Given passage:
::::

A longtime friend was the executive director of the Center for Community Alternatives. We talked about creating a position and a division of CCA, Justice Strategies, that would focus on research, policy, training, and evaluation. The concept was intriguing. I signed on nine years ago and rejoined the nonprofit world.
I have no regrets. I did have to trade in my big desk. It was too big to fit in the tiny room that I was told was my office. The one small window was so high up that I had to stand on my chair to look out at the alley below.
Certainly there were adjustments in addition to the small office and the normal-size desk. Gone was the world of support staff, secretaries, paralegals, and associates. I went from being the boss to being part of a team. This was an entirely new stage upon which to perform. Success is not measured by winning cases, but by change systemwide.

::::

(Data records)

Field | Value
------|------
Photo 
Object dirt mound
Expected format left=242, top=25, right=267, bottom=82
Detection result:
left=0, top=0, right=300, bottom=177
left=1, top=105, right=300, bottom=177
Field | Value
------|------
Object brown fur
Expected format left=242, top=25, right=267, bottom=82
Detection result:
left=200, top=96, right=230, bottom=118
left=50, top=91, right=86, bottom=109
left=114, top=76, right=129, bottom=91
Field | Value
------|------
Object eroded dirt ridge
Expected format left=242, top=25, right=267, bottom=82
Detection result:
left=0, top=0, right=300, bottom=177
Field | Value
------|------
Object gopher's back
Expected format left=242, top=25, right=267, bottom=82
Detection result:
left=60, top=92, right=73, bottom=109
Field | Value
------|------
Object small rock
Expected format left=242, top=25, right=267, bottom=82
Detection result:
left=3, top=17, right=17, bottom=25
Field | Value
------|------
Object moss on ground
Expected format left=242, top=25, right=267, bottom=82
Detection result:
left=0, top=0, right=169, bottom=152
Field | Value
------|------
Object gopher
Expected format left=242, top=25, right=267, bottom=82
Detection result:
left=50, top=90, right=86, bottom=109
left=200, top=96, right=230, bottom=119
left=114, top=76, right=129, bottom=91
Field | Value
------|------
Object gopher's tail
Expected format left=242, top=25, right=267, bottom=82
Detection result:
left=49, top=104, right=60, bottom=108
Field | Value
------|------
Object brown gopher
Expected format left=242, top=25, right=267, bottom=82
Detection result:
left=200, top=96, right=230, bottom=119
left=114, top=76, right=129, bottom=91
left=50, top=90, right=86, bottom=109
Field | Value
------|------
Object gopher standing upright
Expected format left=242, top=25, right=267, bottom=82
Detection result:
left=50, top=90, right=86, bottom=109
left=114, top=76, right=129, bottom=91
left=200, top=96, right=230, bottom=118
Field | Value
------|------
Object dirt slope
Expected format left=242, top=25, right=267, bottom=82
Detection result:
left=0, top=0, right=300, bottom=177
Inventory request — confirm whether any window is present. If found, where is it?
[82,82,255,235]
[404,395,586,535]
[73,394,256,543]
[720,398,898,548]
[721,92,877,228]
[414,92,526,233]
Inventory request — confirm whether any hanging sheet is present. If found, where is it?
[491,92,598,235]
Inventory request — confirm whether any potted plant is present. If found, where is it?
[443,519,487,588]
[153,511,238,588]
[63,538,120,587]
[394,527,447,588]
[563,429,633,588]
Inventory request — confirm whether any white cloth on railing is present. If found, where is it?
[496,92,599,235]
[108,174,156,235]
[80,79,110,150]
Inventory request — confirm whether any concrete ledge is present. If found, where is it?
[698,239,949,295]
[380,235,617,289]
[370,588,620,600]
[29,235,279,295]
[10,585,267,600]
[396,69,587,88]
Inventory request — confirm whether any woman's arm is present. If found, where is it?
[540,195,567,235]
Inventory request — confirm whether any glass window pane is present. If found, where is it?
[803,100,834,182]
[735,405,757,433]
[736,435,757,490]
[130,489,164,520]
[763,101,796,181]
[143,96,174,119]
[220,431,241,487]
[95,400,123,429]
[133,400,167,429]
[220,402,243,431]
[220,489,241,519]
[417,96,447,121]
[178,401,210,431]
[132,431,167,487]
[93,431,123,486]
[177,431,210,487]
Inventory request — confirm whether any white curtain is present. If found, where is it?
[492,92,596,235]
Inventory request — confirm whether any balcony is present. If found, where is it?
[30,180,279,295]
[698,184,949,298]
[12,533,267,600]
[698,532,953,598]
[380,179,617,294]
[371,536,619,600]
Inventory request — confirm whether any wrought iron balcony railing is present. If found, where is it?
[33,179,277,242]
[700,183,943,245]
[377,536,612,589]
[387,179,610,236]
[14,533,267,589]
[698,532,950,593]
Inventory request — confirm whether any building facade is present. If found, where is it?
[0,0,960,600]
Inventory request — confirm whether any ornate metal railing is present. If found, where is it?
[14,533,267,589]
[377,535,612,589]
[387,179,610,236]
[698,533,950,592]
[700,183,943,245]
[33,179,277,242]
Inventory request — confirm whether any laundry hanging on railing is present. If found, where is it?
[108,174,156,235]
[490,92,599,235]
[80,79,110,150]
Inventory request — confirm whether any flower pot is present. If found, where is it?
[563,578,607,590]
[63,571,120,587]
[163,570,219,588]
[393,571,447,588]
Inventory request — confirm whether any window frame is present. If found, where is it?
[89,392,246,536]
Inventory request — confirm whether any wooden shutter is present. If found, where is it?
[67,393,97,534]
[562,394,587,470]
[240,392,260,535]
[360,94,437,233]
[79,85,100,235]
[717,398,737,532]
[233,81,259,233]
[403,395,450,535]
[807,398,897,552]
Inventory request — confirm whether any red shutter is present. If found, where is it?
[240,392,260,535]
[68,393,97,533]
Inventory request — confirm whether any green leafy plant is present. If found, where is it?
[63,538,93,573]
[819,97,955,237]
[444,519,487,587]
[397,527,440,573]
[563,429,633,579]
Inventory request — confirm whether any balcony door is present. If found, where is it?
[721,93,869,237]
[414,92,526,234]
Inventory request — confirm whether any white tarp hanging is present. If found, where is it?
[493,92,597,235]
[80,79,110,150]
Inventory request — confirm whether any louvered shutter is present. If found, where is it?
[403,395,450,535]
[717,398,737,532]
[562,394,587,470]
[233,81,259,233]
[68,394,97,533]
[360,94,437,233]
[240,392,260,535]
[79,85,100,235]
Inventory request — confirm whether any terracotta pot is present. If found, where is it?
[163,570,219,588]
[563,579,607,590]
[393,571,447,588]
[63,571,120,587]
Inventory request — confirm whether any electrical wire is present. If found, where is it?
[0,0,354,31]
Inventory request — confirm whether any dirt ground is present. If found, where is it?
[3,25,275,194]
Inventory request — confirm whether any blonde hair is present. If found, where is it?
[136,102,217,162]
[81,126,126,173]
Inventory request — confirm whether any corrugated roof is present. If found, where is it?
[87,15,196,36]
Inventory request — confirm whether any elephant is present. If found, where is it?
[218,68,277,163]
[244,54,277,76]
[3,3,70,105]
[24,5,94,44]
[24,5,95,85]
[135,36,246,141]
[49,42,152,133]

::::

What to do:
1) Answer these questions about the passage on joining Justice Strategies, one per line:
(a) What position did the longtime friend hold?
(b) How many years ago did the writer sign on?
(c) According to the passage, how is success measured in the new work?
2) Using the passage on joining Justice Strategies, explain why the writer had to trade in the big desk.

Answers to this exercise:
1)
(a) Executive director of the Center for Community Alternatives.
(b) Nine years ago.
(c) By change systemwide, not by winning cases.

2) The big desk was too big to fit in the tiny room the writer was given as an office.